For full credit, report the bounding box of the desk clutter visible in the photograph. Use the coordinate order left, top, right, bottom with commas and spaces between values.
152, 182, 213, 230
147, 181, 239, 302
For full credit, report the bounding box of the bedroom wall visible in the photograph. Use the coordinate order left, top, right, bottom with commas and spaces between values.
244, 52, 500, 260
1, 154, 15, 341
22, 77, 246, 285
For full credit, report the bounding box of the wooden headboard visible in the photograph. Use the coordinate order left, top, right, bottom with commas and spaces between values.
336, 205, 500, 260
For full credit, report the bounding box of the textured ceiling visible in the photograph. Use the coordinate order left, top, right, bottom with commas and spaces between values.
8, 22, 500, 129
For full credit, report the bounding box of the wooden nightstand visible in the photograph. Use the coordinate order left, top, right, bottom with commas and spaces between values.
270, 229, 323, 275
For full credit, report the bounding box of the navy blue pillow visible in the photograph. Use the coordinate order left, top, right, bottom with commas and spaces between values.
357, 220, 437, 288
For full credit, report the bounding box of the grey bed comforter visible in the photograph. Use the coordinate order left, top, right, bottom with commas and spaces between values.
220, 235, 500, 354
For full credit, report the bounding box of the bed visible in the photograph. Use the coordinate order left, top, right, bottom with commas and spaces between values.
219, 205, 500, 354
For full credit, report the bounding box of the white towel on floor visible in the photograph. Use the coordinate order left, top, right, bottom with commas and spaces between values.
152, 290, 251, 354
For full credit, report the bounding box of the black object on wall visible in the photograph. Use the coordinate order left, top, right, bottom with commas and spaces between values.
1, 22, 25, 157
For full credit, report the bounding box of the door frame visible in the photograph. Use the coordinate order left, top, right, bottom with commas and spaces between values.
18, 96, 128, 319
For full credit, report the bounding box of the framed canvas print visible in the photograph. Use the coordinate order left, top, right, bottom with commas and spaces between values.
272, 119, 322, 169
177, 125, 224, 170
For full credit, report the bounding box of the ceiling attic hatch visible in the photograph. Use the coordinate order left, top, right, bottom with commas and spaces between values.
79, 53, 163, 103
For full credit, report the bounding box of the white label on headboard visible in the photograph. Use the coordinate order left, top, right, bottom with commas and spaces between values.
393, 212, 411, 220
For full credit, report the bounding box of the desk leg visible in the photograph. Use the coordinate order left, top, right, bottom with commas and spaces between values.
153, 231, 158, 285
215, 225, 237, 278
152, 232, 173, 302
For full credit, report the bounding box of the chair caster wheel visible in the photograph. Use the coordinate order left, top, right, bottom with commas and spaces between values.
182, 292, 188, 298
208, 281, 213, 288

════════════════════

**What to produce:**
Would you output the lines from the one that contains "For full credit, report the bounding box of the grey" to the end of the data, both ends included, exactly as they appear?

**Solution to this problem:**
For full credit, report the bounding box of the grey bed comforter visible in the photograph. Use the coordinate order left, top, right, bottom with commas and spaces between values.
220, 235, 500, 354
For full credit, report the bounding box of the bed visible in the photograph. Use the coordinate order left, top, right, bottom with commas and spaces between values.
219, 205, 500, 354
For full credit, report the bounding box of the white towel on floor visible in the photograph. Use the coordinate order left, top, right, bottom with commas and spaces between values.
152, 290, 251, 354
For full credit, report the bounding box of the black object on wall visible in the photograph. Use the coordinate order left, top, right, bottom with commas and spaces between values.
1, 22, 25, 157
For full credit, report the bounding box of the door frame visible in the photograph. Use the coordinate order left, top, right, bottom with commas and spaces between values.
18, 96, 128, 319
For full credit, report the bounding box of the framed canvas print visible in the photograph. Use the coordinate order left, top, right, bottom with commas and spaces between values.
272, 119, 322, 169
177, 125, 224, 170
For full credit, report the bounding box of the ceiling attic hatch visible in the photograph. Use the coordinate order left, top, right, bottom with commas and spaces between values.
79, 53, 163, 103
For full credit, report the bounding box of the white label on headboard visible in the photograph. Use the coordinate order left, top, right, bottom with commas and spaces between values.
393, 212, 411, 220
For full credit, report the bounding box of the desk leg visible in the photograph. Use the coordinate order left, top, right, bottom with commas and spaces between values.
153, 231, 158, 285
215, 225, 237, 278
152, 232, 173, 302
For full credit, report the bounding box of the chair caster wheel visible in the photograph. Use the coordinate order left, top, right, bottom with commas and spaces between values.
182, 292, 188, 298
208, 281, 213, 288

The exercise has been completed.